%%

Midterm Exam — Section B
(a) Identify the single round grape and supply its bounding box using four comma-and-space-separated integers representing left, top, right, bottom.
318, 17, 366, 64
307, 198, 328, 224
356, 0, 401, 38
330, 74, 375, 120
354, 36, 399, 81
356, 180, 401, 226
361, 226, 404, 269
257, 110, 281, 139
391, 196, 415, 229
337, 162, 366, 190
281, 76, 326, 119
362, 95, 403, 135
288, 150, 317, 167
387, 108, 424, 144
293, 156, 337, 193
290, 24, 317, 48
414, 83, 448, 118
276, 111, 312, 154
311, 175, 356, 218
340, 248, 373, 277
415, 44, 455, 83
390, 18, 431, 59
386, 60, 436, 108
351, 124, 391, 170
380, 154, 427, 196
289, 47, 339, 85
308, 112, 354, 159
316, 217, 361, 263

%%

= GIVEN EXERCISE =
Can you put the lines of the records into a JSON list of strings, one string per line with blank lines left out, beginning at the very first line and stopping after the line that contains "337, 162, 366, 190"?

= FULL SOLUTION =
[
  "Midterm Exam — Section B",
  "(a) Identify the single round grape and supply its bounding box using four comma-and-space-separated integers representing left, top, right, bottom.",
  "318, 17, 366, 64",
  "307, 198, 328, 224",
  "356, 0, 401, 38",
  "330, 74, 375, 120",
  "354, 36, 399, 81",
  "356, 180, 401, 226",
  "361, 226, 404, 269",
  "257, 110, 281, 139",
  "391, 196, 415, 229",
  "337, 162, 366, 190"
]